:: Given request ::
Return the data from its beginning through the line containing "217 167 L 219", with both ends included, reproducing each line exactly. Leave out the pictures.

:: Data section ::
• • • • • • •

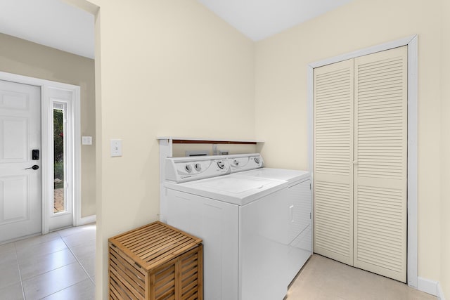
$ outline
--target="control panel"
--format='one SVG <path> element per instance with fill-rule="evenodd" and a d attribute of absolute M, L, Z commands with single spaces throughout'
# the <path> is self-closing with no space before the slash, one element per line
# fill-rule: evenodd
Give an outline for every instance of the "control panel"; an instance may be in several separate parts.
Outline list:
<path fill-rule="evenodd" d="M 231 173 L 262 168 L 264 162 L 258 153 L 229 155 Z"/>
<path fill-rule="evenodd" d="M 179 183 L 229 173 L 230 165 L 226 156 L 168 157 L 166 159 L 166 180 Z"/>

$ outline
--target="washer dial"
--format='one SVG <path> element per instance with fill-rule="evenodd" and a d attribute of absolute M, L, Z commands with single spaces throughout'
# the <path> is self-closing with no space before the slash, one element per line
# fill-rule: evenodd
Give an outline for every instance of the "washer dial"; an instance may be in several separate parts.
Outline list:
<path fill-rule="evenodd" d="M 217 167 L 219 167 L 219 169 L 224 169 L 225 167 L 225 163 L 221 160 L 219 160 L 217 162 Z"/>

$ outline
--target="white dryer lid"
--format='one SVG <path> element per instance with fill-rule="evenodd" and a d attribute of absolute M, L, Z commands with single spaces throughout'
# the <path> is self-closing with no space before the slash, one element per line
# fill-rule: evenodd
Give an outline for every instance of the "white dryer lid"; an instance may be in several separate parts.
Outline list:
<path fill-rule="evenodd" d="M 237 205 L 245 205 L 288 187 L 285 181 L 230 175 L 184 183 L 166 182 L 165 185 L 167 188 Z"/>
<path fill-rule="evenodd" d="M 287 169 L 262 168 L 256 170 L 236 173 L 233 176 L 245 176 L 266 179 L 283 180 L 290 183 L 309 178 L 307 171 L 291 170 Z"/>

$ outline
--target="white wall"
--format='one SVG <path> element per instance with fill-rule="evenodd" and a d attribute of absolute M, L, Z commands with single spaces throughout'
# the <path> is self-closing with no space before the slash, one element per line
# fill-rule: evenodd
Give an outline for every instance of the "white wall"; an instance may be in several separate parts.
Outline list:
<path fill-rule="evenodd" d="M 269 167 L 307 169 L 308 63 L 418 34 L 418 275 L 435 281 L 441 278 L 444 242 L 439 74 L 442 40 L 449 39 L 442 34 L 442 13 L 439 5 L 422 0 L 354 0 L 256 46 L 256 130 L 266 142 L 262 155 Z"/>

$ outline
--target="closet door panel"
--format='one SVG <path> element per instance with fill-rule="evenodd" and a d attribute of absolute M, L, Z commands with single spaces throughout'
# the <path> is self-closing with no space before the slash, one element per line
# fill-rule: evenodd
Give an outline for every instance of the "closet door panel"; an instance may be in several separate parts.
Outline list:
<path fill-rule="evenodd" d="M 354 66 L 354 266 L 406 282 L 407 48 Z"/>
<path fill-rule="evenodd" d="M 314 69 L 314 251 L 353 264 L 354 62 Z"/>

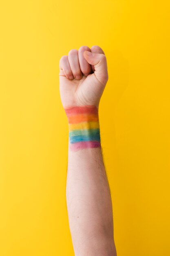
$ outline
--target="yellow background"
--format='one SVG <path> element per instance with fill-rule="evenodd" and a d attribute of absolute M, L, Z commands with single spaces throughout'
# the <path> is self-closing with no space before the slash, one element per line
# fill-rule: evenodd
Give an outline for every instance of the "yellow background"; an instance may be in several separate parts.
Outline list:
<path fill-rule="evenodd" d="M 102 48 L 101 134 L 118 256 L 170 255 L 169 0 L 0 3 L 0 255 L 73 256 L 59 61 Z"/>

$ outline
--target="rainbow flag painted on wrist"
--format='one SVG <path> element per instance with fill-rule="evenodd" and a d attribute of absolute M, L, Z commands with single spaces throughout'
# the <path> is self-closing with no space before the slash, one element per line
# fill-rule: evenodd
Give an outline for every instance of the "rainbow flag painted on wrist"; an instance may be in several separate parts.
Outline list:
<path fill-rule="evenodd" d="M 76 151 L 100 147 L 98 112 L 96 107 L 74 107 L 65 111 L 68 121 L 71 149 Z"/>

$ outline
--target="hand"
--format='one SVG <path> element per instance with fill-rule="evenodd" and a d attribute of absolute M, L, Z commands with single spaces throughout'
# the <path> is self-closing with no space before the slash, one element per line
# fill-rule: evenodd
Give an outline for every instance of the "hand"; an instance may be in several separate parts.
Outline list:
<path fill-rule="evenodd" d="M 104 52 L 97 46 L 71 50 L 60 59 L 59 77 L 64 109 L 87 105 L 98 108 L 108 80 Z"/>

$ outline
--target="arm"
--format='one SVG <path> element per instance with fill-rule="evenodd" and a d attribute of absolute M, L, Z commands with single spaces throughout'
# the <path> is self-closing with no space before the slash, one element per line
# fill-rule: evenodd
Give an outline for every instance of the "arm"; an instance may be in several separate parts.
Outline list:
<path fill-rule="evenodd" d="M 96 53 L 88 56 L 85 50 Z M 75 255 L 115 256 L 98 118 L 108 80 L 106 57 L 99 47 L 82 47 L 61 59 L 60 69 L 60 94 L 68 122 L 66 196 Z M 69 79 L 76 74 L 79 79 Z"/>

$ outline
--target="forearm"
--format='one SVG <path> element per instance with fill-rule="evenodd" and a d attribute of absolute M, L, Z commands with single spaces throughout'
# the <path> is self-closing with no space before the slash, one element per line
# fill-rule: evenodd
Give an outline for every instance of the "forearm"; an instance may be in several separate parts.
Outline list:
<path fill-rule="evenodd" d="M 99 121 L 93 124 L 90 120 L 83 122 L 86 127 L 95 125 L 99 131 Z M 91 130 L 94 130 L 94 127 Z M 116 253 L 112 202 L 99 137 L 91 131 L 86 132 L 91 134 L 91 140 L 85 146 L 87 148 L 80 143 L 84 149 L 76 148 L 76 143 L 71 143 L 74 141 L 71 136 L 68 145 L 66 201 L 75 255 L 113 256 Z"/>

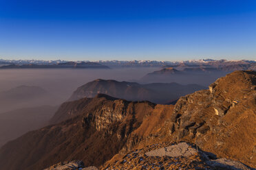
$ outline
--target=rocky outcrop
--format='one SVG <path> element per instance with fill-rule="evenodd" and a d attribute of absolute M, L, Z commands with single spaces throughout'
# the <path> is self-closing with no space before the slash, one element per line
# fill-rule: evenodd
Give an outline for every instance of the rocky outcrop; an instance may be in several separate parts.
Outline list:
<path fill-rule="evenodd" d="M 171 140 L 255 166 L 255 71 L 235 71 L 181 97 L 169 122 Z"/>
<path fill-rule="evenodd" d="M 44 170 L 98 170 L 98 168 L 94 166 L 85 167 L 83 161 L 78 160 L 56 164 Z"/>
<path fill-rule="evenodd" d="M 100 169 L 252 169 L 238 161 L 217 159 L 214 154 L 186 143 L 155 143 L 115 156 Z"/>
<path fill-rule="evenodd" d="M 0 149 L 0 167 L 41 169 L 77 159 L 86 167 L 99 166 L 126 147 L 127 138 L 151 114 L 160 120 L 164 117 L 158 111 L 173 108 L 148 101 L 127 101 L 105 95 L 64 105 L 63 112 L 57 112 L 54 116 L 63 118 L 62 122 L 57 121 L 5 145 Z"/>
<path fill-rule="evenodd" d="M 72 160 L 98 167 L 110 159 L 104 167 L 131 168 L 131 161 L 133 166 L 143 168 L 158 161 L 162 162 L 158 167 L 205 169 L 220 162 L 237 165 L 233 160 L 255 167 L 255 71 L 235 71 L 217 80 L 209 90 L 181 97 L 175 106 L 127 101 L 106 95 L 67 102 L 56 113 L 53 125 L 1 147 L 0 167 L 42 169 Z M 187 156 L 184 158 L 145 157 L 145 153 L 158 149 L 162 153 L 162 147 L 172 153 L 171 144 L 182 141 L 231 160 L 213 160 L 213 156 L 206 154 L 210 158 L 204 158 L 201 152 L 187 156 L 186 149 L 181 149 Z M 168 145 L 156 145 L 158 143 Z M 115 162 L 120 158 L 121 162 Z"/>

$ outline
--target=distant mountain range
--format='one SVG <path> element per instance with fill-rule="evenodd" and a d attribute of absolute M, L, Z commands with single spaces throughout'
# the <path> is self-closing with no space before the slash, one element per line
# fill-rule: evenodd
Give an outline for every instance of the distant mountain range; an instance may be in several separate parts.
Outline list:
<path fill-rule="evenodd" d="M 84 97 L 94 97 L 98 93 L 130 101 L 149 101 L 167 104 L 180 97 L 205 89 L 197 84 L 181 85 L 177 83 L 140 84 L 135 82 L 118 82 L 113 80 L 96 80 L 77 88 L 69 101 Z"/>
<path fill-rule="evenodd" d="M 81 160 L 85 167 L 100 169 L 235 169 L 232 160 L 256 168 L 255 91 L 256 71 L 237 71 L 209 89 L 180 97 L 175 106 L 103 94 L 65 102 L 52 125 L 1 147 L 0 167 L 43 169 Z M 195 154 L 188 156 L 191 149 Z M 168 153 L 182 155 L 163 156 Z M 215 165 L 232 164 L 228 169 L 214 168 L 206 166 L 204 158 Z"/>
<path fill-rule="evenodd" d="M 61 62 L 57 64 L 11 64 L 3 65 L 0 69 L 109 69 L 107 66 L 96 62 Z"/>
<path fill-rule="evenodd" d="M 58 65 L 61 63 L 68 63 L 70 61 L 66 60 L 3 60 L 0 59 L 0 65 L 6 64 L 17 64 L 17 65 Z M 76 63 L 96 63 L 109 67 L 133 67 L 133 66 L 173 66 L 173 67 L 184 67 L 184 66 L 224 66 L 233 64 L 244 64 L 248 65 L 256 63 L 256 60 L 234 60 L 228 61 L 226 60 L 215 60 L 212 59 L 204 60 L 192 60 L 181 62 L 169 62 L 169 61 L 155 61 L 155 60 L 133 60 L 133 61 L 119 61 L 119 60 L 98 60 L 90 62 L 88 60 L 84 61 L 73 61 Z M 255 65 L 254 65 L 255 66 Z"/>
<path fill-rule="evenodd" d="M 204 62 L 181 63 L 179 65 L 162 67 L 159 71 L 149 73 L 139 82 L 176 82 L 182 84 L 198 84 L 209 86 L 217 78 L 233 71 L 256 70 L 256 62 L 248 61 L 217 60 Z"/>

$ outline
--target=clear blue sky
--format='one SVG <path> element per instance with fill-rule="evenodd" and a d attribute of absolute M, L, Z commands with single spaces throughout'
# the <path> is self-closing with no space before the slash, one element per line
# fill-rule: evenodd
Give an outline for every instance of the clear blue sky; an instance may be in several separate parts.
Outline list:
<path fill-rule="evenodd" d="M 256 60 L 255 0 L 0 0 L 0 58 Z"/>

• • • • • • •

:: Solution to the problem ::
$ outline
--target="control panel"
--format='one SVG <path> element per instance with fill-rule="evenodd" and a d attribute of absolute M, L, Z commands with single spaces throughout'
# the <path> is self-closing with no space before the slash, one element per line
# fill-rule: evenodd
Give an outline for every instance of the "control panel"; an instance may be in several separate parts.
Outline list:
<path fill-rule="evenodd" d="M 231 173 L 262 168 L 264 162 L 258 153 L 229 155 Z"/>
<path fill-rule="evenodd" d="M 179 183 L 229 173 L 230 165 L 226 156 L 168 157 L 166 159 L 166 180 Z"/>

$ outline
--target="washer dial"
--format='one SVG <path> element per instance with fill-rule="evenodd" and a d attribute of absolute M, L, Z commands with single spaces throughout'
# the <path> is self-closing with no space before the slash, one element per line
# fill-rule: evenodd
Give an outline for every instance of the "washer dial"; an instance may be in several separate parts.
Outline list:
<path fill-rule="evenodd" d="M 217 167 L 219 167 L 219 169 L 224 169 L 225 167 L 225 163 L 221 160 L 219 160 L 217 162 Z"/>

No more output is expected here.